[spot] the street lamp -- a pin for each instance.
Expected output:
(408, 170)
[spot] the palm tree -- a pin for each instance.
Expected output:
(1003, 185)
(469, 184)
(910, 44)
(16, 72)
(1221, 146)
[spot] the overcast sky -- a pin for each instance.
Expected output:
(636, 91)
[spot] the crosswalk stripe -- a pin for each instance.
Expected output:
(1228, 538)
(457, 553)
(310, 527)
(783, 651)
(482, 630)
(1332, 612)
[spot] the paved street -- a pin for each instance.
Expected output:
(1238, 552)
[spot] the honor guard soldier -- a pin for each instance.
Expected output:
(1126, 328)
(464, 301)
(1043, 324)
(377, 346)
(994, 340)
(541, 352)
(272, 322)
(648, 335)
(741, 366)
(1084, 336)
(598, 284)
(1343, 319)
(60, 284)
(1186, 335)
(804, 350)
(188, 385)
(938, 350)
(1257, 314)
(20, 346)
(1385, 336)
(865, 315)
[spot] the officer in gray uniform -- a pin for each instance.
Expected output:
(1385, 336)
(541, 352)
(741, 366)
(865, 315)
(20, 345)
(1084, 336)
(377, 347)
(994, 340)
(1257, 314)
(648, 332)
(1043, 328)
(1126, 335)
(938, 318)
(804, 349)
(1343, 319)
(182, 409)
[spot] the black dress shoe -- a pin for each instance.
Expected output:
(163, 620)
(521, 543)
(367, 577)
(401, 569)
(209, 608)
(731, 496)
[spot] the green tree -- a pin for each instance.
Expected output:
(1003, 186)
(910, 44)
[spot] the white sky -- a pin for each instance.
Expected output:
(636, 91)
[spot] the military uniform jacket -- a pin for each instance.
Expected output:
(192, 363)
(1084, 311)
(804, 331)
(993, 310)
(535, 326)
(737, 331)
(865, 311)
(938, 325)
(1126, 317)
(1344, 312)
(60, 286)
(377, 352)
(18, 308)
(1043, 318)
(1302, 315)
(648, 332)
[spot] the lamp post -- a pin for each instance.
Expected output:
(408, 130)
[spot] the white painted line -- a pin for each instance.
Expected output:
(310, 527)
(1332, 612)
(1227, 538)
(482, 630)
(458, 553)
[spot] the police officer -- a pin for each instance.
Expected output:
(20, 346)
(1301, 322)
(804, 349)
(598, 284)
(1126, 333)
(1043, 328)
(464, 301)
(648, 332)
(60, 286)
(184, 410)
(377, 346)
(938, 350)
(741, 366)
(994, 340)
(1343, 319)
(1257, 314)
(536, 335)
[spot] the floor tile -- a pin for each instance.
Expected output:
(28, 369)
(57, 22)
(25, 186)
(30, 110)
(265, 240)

——

→ Task directions: Rewrite all of the data above, replacing every "Expected output" with "Answer" and leaving everything else unchanged.

→ Exercise response:
[spot] the street lamp -- a pin for each instance.
Answer:
(408, 170)
[spot] the palm tree -- a pin for each instance.
Answer:
(1003, 185)
(469, 184)
(910, 44)
(16, 72)
(1221, 146)
[spot] the overcast sky -- a pin for each instance.
Answer:
(636, 91)
[spot] the crosswalk stripe -- a pin for each instance.
Answer:
(1228, 538)
(457, 553)
(310, 527)
(783, 651)
(482, 630)
(1332, 612)
[spot] the paved street -- a pin for each instance.
Answer:
(1238, 552)
[spot] the honor guard soldier -- a pin for each instance.
Answer:
(1126, 328)
(464, 301)
(1043, 324)
(377, 346)
(994, 340)
(541, 352)
(272, 322)
(648, 335)
(741, 366)
(1084, 336)
(598, 284)
(1343, 319)
(60, 284)
(1186, 335)
(804, 350)
(188, 385)
(938, 350)
(1257, 314)
(20, 346)
(1385, 336)
(865, 315)
[spot] the officer in gray uniform -- a pin for each instance.
Answer:
(1385, 336)
(541, 352)
(741, 366)
(865, 315)
(20, 345)
(1084, 336)
(377, 347)
(994, 340)
(1257, 314)
(648, 332)
(1043, 328)
(1126, 335)
(938, 318)
(804, 349)
(1343, 319)
(182, 409)
[spot] the black dress shoe -- a pin for each instance.
Answer:
(163, 620)
(521, 543)
(367, 577)
(401, 569)
(209, 608)
(731, 496)
[spot] the green tree -- a pin for each instance.
Answer:
(1003, 186)
(910, 44)
[spot] the white sky -- a pin for each instance.
Answer:
(636, 91)
[spot] the military uniform jacket -- a pin for each instance.
Answer:
(192, 363)
(1084, 311)
(804, 331)
(993, 310)
(535, 326)
(737, 331)
(865, 311)
(938, 325)
(1126, 317)
(1344, 312)
(60, 286)
(377, 352)
(18, 308)
(1043, 318)
(1302, 315)
(648, 332)
[spot] the lamp post -- a pin for each instance.
Answer:
(408, 130)
[spot] the white painted line -- a pin for each instance.
Answer:
(310, 527)
(1332, 612)
(1227, 538)
(482, 630)
(458, 553)
[spot] the police officer -- a pin for each instance.
Answer:
(20, 346)
(1301, 322)
(804, 349)
(598, 284)
(1126, 333)
(1043, 328)
(464, 301)
(648, 332)
(60, 286)
(184, 410)
(377, 346)
(938, 350)
(741, 366)
(994, 340)
(1343, 319)
(1257, 314)
(536, 335)
[spot] the floor tile -- a pin for each instance.
Answer:
(28, 369)
(57, 22)
(25, 186)
(30, 110)
(265, 240)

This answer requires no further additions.